Render the records below as a JSON list of strings, one string per line and no entries for blank lines, and leave the pictures out.

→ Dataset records
▽
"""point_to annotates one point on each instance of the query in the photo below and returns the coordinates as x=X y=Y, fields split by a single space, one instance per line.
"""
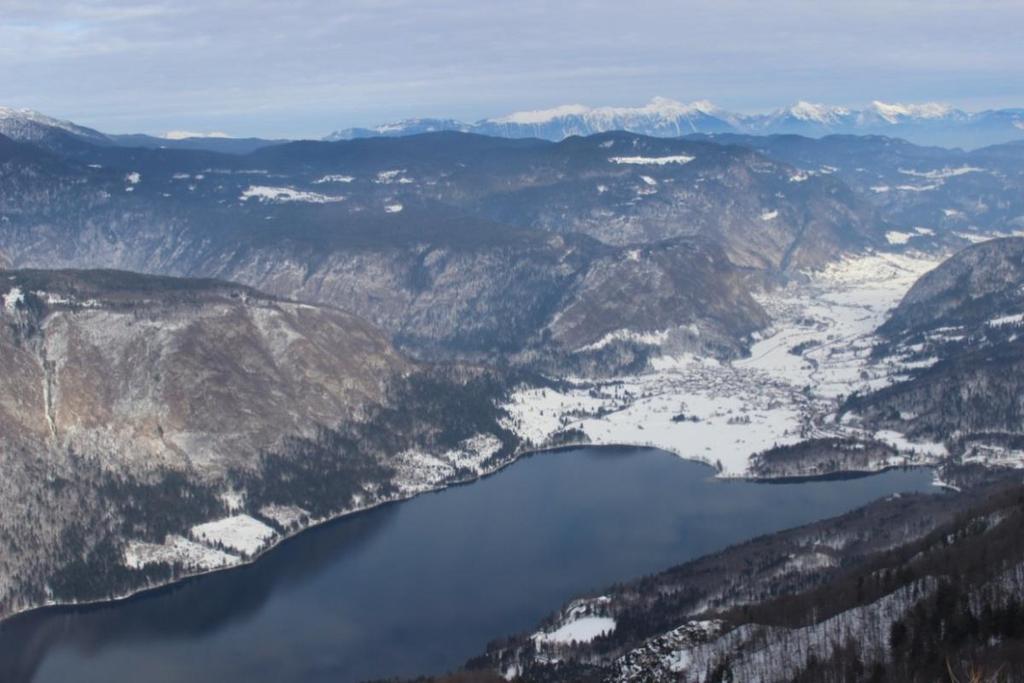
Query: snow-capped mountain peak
x=663 y=108
x=895 y=112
△
→ Output for this task
[
  "\"\"\"point_to annotates one point on each instance of the query in the photo below and returns the coordinates as x=X y=Y, fields split by a single space, one instance per line.",
  "\"\"\"",
  "Query: snow-capped mountain peak",
  "x=663 y=108",
  "x=895 y=112"
]